■ Document passage:
Adam Fitzgerald (born 1983) is an American poet. He is the author of The Late Parade.

==Education==
Fitzgerald received his BA from Boston College and his MA from Boston University before earning his M.F.A. from Columbia University.

== Work ==
Fitzgerald's poetry has appeared in Bomb, Boston Review, Granta, Los Angeles Review of Books, Poetry, and The Brooklyn Rail. He is the founding editor of the poetry journal Maggy. He teaches at Rutgers University and New York University, and has previously taught at The New School. He is a founding director of The Ashbery Home School.

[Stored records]

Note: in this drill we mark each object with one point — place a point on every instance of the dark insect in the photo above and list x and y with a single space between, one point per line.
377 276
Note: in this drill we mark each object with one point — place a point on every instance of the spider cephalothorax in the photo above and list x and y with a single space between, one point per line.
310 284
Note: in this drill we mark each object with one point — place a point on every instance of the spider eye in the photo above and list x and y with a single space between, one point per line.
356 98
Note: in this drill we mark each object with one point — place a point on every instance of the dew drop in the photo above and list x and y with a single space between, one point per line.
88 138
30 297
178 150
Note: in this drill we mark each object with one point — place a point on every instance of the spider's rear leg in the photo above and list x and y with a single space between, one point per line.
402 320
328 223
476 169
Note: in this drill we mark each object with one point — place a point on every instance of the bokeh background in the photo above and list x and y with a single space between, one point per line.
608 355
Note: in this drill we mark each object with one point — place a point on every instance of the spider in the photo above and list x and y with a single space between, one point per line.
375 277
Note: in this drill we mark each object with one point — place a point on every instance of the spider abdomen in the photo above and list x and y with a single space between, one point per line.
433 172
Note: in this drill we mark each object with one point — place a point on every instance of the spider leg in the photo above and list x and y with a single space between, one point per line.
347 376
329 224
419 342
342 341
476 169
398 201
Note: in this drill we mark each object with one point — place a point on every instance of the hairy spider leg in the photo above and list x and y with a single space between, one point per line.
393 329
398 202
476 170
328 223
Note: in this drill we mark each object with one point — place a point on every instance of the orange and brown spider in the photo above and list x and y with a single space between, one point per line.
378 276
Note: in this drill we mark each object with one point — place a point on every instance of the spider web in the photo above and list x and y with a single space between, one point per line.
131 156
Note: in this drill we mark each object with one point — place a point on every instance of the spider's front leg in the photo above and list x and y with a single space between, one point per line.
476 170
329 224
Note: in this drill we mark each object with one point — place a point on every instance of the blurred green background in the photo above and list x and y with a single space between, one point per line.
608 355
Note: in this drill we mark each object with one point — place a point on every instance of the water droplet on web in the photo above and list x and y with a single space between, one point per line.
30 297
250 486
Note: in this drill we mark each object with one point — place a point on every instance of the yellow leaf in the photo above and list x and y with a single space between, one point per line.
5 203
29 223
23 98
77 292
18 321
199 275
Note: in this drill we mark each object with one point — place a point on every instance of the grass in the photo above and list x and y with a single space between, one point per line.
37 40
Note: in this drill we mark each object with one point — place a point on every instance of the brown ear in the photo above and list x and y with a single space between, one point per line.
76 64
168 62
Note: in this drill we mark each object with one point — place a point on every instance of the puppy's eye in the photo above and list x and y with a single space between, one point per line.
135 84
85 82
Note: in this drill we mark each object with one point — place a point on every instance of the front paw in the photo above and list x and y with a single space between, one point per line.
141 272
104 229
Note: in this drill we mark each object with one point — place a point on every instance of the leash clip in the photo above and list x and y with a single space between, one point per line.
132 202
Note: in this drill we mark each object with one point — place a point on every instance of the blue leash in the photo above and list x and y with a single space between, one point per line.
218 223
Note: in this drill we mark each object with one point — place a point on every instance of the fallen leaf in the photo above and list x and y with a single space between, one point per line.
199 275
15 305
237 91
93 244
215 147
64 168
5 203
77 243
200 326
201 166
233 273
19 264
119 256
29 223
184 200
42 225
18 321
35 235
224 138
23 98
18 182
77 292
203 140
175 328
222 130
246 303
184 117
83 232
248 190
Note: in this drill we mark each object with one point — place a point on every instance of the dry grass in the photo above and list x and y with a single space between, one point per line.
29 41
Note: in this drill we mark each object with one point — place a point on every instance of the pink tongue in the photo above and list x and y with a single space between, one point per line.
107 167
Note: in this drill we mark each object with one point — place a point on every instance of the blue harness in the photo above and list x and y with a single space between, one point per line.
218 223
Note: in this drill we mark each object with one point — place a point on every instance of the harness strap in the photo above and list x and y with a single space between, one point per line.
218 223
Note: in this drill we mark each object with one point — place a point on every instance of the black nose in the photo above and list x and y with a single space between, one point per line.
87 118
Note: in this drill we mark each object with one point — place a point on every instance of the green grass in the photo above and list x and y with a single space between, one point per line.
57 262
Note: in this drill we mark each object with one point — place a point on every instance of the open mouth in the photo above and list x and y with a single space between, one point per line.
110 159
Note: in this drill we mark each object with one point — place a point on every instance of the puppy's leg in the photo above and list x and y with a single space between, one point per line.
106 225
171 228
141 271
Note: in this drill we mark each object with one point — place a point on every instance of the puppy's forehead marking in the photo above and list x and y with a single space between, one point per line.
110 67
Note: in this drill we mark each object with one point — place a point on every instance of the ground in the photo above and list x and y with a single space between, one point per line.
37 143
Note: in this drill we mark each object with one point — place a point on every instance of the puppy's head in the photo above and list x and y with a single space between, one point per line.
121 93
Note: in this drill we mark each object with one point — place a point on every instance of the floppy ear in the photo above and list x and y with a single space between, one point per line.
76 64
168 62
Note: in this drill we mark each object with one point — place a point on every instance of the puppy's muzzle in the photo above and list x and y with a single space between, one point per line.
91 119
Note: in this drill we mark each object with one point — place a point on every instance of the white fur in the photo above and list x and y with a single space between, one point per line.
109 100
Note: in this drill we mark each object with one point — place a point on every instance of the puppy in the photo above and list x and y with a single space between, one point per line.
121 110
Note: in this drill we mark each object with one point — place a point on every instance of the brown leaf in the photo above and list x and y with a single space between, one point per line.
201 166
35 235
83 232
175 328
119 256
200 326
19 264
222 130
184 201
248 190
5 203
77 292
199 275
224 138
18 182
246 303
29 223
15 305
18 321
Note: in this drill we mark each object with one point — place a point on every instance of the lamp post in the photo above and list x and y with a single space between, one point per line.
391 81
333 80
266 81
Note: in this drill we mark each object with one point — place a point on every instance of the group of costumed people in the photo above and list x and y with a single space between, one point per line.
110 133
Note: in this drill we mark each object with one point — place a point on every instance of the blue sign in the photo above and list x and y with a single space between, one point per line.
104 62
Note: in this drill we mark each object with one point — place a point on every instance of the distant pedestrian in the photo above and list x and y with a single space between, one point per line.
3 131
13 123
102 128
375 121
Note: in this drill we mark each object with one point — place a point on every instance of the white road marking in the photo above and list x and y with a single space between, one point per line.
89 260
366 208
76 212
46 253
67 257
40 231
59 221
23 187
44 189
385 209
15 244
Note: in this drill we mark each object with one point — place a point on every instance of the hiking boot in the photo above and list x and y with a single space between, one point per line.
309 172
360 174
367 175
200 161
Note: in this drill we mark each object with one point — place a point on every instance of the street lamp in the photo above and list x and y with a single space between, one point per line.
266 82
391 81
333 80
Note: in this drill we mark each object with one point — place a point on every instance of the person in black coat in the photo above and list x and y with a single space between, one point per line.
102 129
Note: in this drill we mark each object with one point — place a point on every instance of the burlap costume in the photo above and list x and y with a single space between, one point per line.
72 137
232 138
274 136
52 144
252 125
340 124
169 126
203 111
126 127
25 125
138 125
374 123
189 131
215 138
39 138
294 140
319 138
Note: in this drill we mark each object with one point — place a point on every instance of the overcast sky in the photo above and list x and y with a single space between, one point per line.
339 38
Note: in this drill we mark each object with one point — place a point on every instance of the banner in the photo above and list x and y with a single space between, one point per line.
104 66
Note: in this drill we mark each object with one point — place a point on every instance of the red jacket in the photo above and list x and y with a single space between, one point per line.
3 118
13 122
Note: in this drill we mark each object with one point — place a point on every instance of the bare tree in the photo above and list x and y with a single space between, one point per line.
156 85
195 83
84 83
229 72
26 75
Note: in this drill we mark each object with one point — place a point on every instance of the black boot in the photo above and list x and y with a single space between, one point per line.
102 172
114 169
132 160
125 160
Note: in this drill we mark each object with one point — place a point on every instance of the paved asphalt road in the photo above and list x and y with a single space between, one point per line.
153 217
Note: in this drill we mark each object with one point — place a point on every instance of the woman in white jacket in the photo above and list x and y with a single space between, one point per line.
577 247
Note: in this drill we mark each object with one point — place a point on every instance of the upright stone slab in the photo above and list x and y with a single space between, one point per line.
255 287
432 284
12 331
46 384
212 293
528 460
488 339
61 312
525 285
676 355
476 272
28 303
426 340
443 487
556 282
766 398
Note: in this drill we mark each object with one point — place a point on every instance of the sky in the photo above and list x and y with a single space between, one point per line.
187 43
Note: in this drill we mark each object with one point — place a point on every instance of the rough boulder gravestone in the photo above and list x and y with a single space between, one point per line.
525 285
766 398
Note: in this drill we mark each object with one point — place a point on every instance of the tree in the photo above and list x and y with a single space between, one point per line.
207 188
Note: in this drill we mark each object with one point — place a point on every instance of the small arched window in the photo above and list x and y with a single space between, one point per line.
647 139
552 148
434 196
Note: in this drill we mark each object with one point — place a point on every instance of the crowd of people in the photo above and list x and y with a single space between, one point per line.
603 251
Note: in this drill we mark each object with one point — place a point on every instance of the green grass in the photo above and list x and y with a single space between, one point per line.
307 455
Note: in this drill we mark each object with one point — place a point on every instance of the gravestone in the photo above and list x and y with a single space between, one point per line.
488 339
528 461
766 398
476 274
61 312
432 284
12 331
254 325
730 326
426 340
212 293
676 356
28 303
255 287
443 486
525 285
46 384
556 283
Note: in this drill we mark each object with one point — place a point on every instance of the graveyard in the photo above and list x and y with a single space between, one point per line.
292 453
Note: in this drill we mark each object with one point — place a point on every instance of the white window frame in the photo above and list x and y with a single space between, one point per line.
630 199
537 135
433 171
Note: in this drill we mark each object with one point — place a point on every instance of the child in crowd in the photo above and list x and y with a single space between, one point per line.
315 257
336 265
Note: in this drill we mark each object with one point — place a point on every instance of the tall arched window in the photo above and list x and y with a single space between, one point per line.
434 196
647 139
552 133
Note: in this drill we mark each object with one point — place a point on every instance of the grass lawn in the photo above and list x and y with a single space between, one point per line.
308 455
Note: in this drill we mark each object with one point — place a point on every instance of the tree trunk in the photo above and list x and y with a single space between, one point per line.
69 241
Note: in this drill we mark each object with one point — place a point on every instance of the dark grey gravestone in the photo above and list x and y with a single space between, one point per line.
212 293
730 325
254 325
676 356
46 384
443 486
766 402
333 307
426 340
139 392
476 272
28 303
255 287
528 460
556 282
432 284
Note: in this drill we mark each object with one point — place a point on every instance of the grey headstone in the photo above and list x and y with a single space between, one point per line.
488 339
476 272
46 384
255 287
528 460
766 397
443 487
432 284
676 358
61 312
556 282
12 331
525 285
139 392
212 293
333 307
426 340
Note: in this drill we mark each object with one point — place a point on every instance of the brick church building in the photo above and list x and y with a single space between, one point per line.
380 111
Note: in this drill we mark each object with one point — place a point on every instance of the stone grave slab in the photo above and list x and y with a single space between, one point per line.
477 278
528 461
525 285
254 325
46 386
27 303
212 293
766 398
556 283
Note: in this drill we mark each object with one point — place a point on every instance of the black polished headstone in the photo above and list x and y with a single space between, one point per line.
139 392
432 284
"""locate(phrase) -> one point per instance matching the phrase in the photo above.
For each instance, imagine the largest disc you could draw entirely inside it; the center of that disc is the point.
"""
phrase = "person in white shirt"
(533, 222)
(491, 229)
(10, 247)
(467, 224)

■ What to do:
a: Write out the part of the Adam Fitzgerald passage from "Adam Fitzgerald (born" to "Ashbery Home School.".
b: Name every publication that the Adam Fitzgerald passage says has carried his poetry.
c: Resume the passage about Adam Fitzgerald after its last sentence.

■ Numbered responses:
a:
Adam Fitzgerald (born 1983) is an American poet. He is the author of The Late Parade.

==Education==
Fitzgerald received his BA from Boston College and his MA from Boston University before earning his M.F.A. from Columbia University.

== Work ==
Fitzgerald's poetry has appeared in Bomb, Boston Review, Granta, Los Angeles Review of Books, Poetry, and The Brooklyn Rail. He is the founding editor of the poetry journal Maggy. He teaches at Rutgers University and New York University, and has previously taught at The New School. He is a founding director of The Ashbery Home School.

b: Bomb, Boston Review, Granta, Los Angeles Review of Books, Poetry, The Brooklyn Rail

c:
==Critical reception==
Reviews were mixed for Fitzgerald's debut collection, The Late Parade, published by W.W. Norton/Liveright in 2013. David Kirby in The New York Times Book Review wrote: "There are plenty of poets who are word-drunk and plenty of others who slap down allusions faster than a blackjack dealer. But I can’t think of anyone today who is dealing in both currencies as fluidly as Fitzgerald. The result is a poetry as lush as any of Keats’s odes, as textured as a corridor in the Louvre." Annalisa Pesek, writing for Library Journal, described the book as "an overstuffed collection, in a vocabulary overwrought with irony and busyness" and called the poems "airless, written in overambitious language that sounds desperate". Julian Gewirtz, writing for the Boston Review, said "the effects deployed can feel overwhelming or gaudy, almost mannerist".